This brings about many problems, including high costs, unstable jobs, 
checkpoint timeouts, slow restart recovery, and so on.
+
+Fluss has developed a brand-new Flink join operator implementation called 
Delta Join, which fully leverages Fluss's streaming read and Prefix Lookup 
capabilities. Delta Join can be simply understood as "**dual-sided driven 
dimension table join**". When data arrives on the left side, it performs a 
point query on the right table based on the Join Key; when data arrives on the 
right side, it performs a point query on the left table based on the Join Key. 
Throughout the process, it does not  [...]
+
+
+![](assets/taobao_practice/dual_stream_join2delta_join.png)
+
+
+#### Lake-Stream Integration
+
+In the Kappa architecture, due to differences in production pipelines, data is 
stored separately in streams and lakes, resulting in cost waste. At the same 
time, additional data services need to be defined to unify data consumption. 
The goal of lake-stream integration is to enable **Lakehouse data**" and 
**streaming data** to be stored, managed, and consumed as a unified whole, 
thereby avoiding data redundancy and metadata inconsistency issues.
+
+
+![](assets/taobao_practice/lake_stream_integration.png)

Data:
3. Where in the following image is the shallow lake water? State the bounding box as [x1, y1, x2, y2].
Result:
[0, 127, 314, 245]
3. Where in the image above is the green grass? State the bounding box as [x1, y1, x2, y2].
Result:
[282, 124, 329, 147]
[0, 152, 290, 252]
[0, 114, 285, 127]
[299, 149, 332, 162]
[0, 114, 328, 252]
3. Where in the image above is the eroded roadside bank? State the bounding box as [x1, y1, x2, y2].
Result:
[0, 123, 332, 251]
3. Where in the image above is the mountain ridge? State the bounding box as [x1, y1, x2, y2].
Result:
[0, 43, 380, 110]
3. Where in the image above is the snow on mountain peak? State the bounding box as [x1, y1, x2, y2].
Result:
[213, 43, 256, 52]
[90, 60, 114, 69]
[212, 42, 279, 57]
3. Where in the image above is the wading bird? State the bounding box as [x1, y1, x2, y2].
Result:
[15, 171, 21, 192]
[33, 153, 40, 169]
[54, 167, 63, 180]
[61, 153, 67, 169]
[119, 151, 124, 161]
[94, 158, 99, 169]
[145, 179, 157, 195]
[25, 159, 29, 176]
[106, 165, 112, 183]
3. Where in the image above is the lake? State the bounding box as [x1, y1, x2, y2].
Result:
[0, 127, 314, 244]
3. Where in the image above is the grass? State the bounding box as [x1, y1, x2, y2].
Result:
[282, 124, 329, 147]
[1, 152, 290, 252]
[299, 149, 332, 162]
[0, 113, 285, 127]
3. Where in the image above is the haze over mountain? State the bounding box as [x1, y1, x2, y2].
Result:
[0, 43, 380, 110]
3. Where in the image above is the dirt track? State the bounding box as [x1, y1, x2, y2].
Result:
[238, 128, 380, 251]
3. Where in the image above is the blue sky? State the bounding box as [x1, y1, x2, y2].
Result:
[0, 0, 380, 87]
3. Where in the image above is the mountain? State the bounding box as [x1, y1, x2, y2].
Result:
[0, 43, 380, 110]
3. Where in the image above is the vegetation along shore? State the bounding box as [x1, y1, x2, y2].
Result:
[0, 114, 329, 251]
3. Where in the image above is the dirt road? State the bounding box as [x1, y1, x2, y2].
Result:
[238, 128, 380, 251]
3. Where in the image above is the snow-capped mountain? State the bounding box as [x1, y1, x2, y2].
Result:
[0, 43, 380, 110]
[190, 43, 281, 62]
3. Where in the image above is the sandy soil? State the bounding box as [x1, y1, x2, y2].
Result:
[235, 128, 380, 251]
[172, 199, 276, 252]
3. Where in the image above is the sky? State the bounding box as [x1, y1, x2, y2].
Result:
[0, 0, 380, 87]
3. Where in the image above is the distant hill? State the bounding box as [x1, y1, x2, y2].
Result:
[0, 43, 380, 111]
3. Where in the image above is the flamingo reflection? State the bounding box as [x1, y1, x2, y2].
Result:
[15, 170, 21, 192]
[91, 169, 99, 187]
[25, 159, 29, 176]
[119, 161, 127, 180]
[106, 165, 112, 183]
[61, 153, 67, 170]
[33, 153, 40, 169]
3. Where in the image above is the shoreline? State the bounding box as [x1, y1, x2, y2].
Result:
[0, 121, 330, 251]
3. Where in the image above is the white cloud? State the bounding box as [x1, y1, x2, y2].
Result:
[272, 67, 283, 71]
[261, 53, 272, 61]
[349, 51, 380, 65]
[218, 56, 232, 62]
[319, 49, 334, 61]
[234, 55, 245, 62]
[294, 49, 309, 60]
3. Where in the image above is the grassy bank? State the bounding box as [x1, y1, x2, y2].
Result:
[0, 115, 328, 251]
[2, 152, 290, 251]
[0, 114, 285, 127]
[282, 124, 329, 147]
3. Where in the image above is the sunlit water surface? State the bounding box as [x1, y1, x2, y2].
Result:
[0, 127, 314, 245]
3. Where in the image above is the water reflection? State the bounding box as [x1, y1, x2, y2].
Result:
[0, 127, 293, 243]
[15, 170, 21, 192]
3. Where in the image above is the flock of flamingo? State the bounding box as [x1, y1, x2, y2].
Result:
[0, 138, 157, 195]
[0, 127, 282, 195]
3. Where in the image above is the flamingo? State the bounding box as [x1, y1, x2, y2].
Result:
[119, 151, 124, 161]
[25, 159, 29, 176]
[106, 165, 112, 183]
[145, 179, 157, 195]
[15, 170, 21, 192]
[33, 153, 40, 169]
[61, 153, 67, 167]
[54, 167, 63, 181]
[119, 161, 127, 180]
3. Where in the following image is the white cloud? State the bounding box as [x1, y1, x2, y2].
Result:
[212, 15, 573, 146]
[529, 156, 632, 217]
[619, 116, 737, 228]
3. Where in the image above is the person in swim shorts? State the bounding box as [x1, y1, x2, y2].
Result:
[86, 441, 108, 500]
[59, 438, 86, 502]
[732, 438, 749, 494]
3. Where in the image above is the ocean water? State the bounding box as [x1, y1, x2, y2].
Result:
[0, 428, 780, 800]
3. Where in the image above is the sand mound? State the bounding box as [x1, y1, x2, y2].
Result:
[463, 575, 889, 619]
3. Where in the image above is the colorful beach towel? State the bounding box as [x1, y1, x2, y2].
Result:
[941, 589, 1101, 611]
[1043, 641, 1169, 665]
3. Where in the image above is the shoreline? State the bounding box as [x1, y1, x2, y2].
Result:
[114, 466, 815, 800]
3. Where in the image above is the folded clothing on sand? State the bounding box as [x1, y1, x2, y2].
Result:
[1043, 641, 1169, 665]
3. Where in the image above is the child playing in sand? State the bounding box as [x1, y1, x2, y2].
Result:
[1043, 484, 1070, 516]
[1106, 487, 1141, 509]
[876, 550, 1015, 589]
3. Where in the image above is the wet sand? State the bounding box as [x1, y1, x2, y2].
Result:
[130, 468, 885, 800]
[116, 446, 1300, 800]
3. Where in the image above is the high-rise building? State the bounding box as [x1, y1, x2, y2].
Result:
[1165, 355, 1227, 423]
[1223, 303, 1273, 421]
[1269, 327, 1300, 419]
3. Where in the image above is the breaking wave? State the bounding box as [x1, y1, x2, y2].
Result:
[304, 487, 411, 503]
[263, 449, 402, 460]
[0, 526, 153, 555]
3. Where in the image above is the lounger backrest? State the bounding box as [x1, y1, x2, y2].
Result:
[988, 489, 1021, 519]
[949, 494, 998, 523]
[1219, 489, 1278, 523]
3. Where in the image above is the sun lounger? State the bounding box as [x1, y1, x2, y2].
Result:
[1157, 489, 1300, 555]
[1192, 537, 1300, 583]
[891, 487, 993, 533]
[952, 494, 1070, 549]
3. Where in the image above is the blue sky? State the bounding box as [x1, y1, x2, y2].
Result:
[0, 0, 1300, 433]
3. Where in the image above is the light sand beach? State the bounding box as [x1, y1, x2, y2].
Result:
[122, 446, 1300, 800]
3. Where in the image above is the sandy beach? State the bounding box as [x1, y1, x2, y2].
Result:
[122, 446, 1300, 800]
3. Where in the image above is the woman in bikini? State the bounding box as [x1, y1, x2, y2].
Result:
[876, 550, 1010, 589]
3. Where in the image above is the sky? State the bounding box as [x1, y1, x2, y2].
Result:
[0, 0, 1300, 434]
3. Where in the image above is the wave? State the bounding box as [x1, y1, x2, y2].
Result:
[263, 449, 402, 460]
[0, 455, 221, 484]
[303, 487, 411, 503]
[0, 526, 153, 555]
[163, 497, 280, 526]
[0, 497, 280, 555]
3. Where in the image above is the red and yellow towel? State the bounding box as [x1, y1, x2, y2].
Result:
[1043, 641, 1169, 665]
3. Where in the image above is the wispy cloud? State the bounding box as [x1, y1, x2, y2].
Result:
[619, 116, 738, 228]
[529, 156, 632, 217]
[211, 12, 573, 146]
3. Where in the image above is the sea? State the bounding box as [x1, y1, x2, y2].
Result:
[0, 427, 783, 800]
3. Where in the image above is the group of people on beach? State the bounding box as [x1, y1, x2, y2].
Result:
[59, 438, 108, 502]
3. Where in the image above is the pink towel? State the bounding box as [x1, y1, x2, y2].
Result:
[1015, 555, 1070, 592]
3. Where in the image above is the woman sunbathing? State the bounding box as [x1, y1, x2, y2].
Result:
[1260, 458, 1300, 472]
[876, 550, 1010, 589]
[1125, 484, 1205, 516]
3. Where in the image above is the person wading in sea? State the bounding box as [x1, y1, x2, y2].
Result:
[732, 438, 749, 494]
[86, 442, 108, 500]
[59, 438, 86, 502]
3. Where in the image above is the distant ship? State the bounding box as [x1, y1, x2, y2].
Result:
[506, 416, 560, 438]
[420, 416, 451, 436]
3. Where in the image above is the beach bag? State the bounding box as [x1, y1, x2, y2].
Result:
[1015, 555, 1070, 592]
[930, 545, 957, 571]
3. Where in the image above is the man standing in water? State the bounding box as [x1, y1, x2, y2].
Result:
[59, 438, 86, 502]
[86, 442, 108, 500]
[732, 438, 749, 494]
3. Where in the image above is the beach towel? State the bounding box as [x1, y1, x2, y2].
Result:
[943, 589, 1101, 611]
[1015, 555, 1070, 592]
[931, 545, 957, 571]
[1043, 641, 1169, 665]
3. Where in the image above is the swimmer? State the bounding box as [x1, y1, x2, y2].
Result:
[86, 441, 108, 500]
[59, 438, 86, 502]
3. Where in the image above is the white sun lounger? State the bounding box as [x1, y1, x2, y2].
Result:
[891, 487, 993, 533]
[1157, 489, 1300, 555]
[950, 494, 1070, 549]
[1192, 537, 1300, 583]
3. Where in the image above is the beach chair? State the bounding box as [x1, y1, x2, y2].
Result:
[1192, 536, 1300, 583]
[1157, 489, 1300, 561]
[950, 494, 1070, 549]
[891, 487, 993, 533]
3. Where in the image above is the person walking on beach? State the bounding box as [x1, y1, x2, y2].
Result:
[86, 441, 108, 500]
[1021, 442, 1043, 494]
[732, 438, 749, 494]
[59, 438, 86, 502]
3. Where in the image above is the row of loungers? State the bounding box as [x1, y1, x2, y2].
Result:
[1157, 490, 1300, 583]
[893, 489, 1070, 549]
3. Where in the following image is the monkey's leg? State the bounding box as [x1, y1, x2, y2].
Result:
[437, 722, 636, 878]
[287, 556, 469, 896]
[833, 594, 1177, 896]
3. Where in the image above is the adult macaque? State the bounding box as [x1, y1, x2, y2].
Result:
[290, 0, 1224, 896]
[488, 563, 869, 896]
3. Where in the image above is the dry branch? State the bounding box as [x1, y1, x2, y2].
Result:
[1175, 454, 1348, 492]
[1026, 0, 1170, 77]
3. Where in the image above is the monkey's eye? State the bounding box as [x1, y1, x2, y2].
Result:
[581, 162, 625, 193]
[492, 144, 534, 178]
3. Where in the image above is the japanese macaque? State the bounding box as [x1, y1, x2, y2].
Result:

Aim of the exercise: Resume the excerpt on Fluss's Delta Join and lake-stream integration, writing on from its last sentence.

Answer below:
+
+
+Fluss introduces **Union Reads** to fully support the unified data access 
layer required by **Kappa architecture** principles. This functionality enables 
seamless access to both real-time streaming data and historical batch data 
through a consistent abstraction, ensuring a **fully managed, end-to-end 
unified data service**.
+
+To maintain alignment between streaming and lakehouse storage, Fluss operates 
a **built-in Tiering Service**. This service automatically transforms raw Fluss 
data into a lake-friendly format (e.g., columnar files), while **preserving 
metadata consistency between stream and lake**. This tight integration 
eliminates the need for external tooling to reconcile stream processing with 
downstream analytics systems.
+
+Fluss also introduces **partition and bucket alignment mechanisms**, which 
ensure that data layout remains consistent across streaming and lakehouse 
layers. These alignment strategies allow for **direct conversion of Arrow files 
to Parquet** without **triggering network shuffling or repartitioning**, 
significantly reducing I/O overhead and improving performance across the data 
pipeline.
+
+Together, these capabilities enable Fluss to function as a **next-generation 
streaming storage layer**, bridging the gap between low-latency stream 
processing and scalable lakehouse analytics—while optimizing cost, consistency, 
and operational simplicity.
+
+
+## Architecture Evolution and Capability Implementation
+
+### Architecture Evolution
+
+Fluss innovatively integrates columnar storage format and real-time update 
capabilities into stream storage and deeply integrates with Flink. Based on 
Fluss's core capabilities, we further enhance the real-time architecture, 
building a high-throughput, low-latency, and low-cost lakehouse through Fluss. 
+
+The following takes the typical upgrade scenario of the Taobao as an example 
to introduce the implementation practice of Fluss.
+
+#### Evolution of Regular Jobs
+
+
+![](assets/taobao_practice/regular_jobs_evolution.png)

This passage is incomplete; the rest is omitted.